▸ GIVEN PASSAGE
-=-=-

How do you establish a level of trust among civilian coworkers similar to what is achieved in Special Forces units, like the Navy SEALS?

Trust goes hand-in-hand with a sense of common purpose. Those are the most critical things to producing a high performing team, especially when you’re small. So, whether you’re a sports group or whether you’re a division of a company, you’ve got to build some substantive relationships that are meaningful. So, demonstrating vulnerability, trying to connect in meaningful ways and investing the time to build credibility with your counterparts is critical. Now, the SEALS enforce that through its selection and training process, and then we reinforce it during a workout phase before they go on deployment. And then once you’re on deployment, you’re sort of stuck. You’re in the middle of a combat fight, and you either have the trust or you don’t. And in this case, we usually don’t let organizations deploy if they show significant degradation in trust amongst its inner members. We’ll replace leadership so that they restore that. But organizations have to take a really similar approach.

What about achieving that sense of purpose?

We work with companies that say, “this isn’t life or death, we can’t create that same dynamic.” Yet, when we deal with employees, we find that they desperately want to be part of a team. Everybody desperately wants to feel that they are contributing members to this whole, even if the purpose of the whole is as different from the military as a hotel chain. It’s the same sort of need that people have. When we think about why we trust people, it’s typically because you have a fair amount of information about them. You trust people who you interact with a lot. You may not be like them, but they’re a known entity. And what the SEALS do is they create that tremendous familiarity and a common purpose. I think that companies can do the same thing through sharing information more broadly than they traditionally have.

What’s the best piece of advice you could give a young officer just coming out of West Point?

When I entered the military I wanted to perfect my functional and tactical expertise in my craft. I wanted to know how my machine gun worked. I wanted to know how to do all the basic things that were required. That’s still important, but I also wanted to master the ideas of strategy by studying history. I think the thing I would tell them to do is master dealing with uncertainty. Master the idea that we can’t tell you the answers to the question five years from now. We can’t even tell you what the questions are. We can’t tell you what equipment you’re going to be using, what war you’re going to fight, what language you need to speak. All we can tell you is that it wont be what we predict. And I think that’s a mindset.

-=-=-

▸ INFORMATION SHOWN

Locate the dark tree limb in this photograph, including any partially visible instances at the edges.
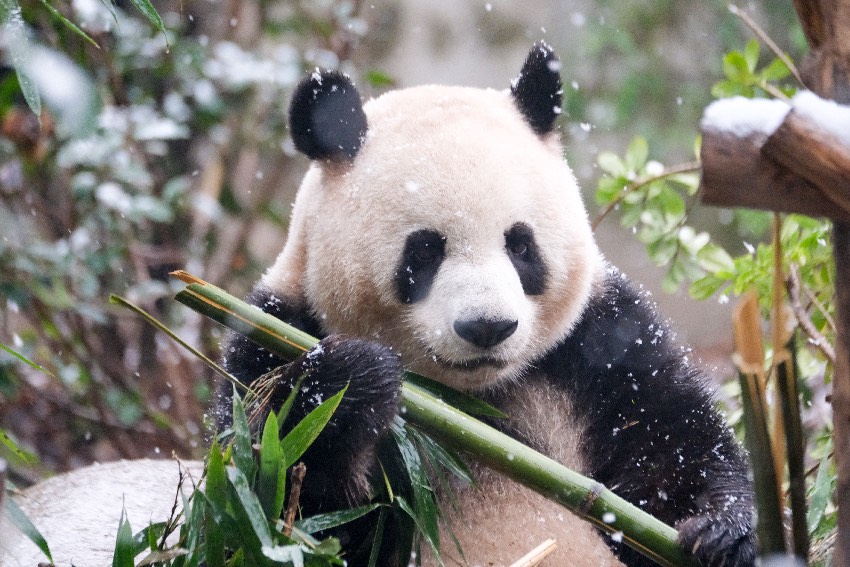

-=-=-

▸ WORK TO COMPLETE
- 1) In the interview about team trust, what do the SEALs do when a unit shows significant degradation in trust among its members before deployment?
- 2) Output the part of the interview about team trust starting with "We work with" and going on through "they traditionally have.".
- 3) Go on with the interview about team trust from the point where it stops.
The material has nothing to do with the interview about team trust.

▸ OUTPUTS BY TASK
- 1) They usually don't let it deploy and will replace its leadership to restore that trust.

- 2)
We work with companies that say, “this isn’t life or death, we can’t create that same dynamic.” Yet, when we deal with employees, we find that they desperately want to be part of a team. Everybody desperately wants to feel that they are contributing members to this whole, even if the purpose of the whole is as different from the military as a hotel chain. It’s the same sort of need that people have. When we think about why we trust people, it’s typically because you have a fair amount of information about them. You trust people who you interact with a lot. You may not be like them, but they’re a known entity. And what the SEALS do is they create that tremendous familiarity and a common purpose. I think that companies can do the same thing through sharing information more broadly than they traditionally have.

- 3)
In what ways is ISIS different than Al Qaeda, if in any way at all? And should the international community be doing more to intervene?

Some people say ISIS is different than Al Qaeda. In name it is, but in reality, in thought process and whom it attracts, I don’t think it is. Al Qaeda was a traditional terrorist organization that leveraged itself into a wider, global – or at least regional – insurgency. ISIS is a little bit more local. They’re a little bit more opportunist. They grew out of the chaos in Iraq and then Syria. I don’t think they have a coherent philosophy. I don’t think they have a coherent doctrine. They are taking advantage of this very, very weak situation. I often use this analogy: it’s kind of like HIV/AIDS, which doesn’t kill anybody. Your immune system is weakened and then you are killed by some disease that your body would normally fight off easily. That’s what I think ISIS is at this point. It’s the relatively weak disease that would’ve gone unnoticed in any other time. They’re taking advantage of this entropy right now. It’s a fire that’s burning too hot, and I think that it will burn itself down. But I think the region will be just as bad. They’re not the basic problem.

At this point can international military intervention do anything to help the situation?

The basic problem is the lack of a political narrative in the Middle East. There’s not even a clear single combination of narratives – there’s not Arab unity, there’s not Pan-Arab nationalism, there’s not anything – there’s just no port in the storm.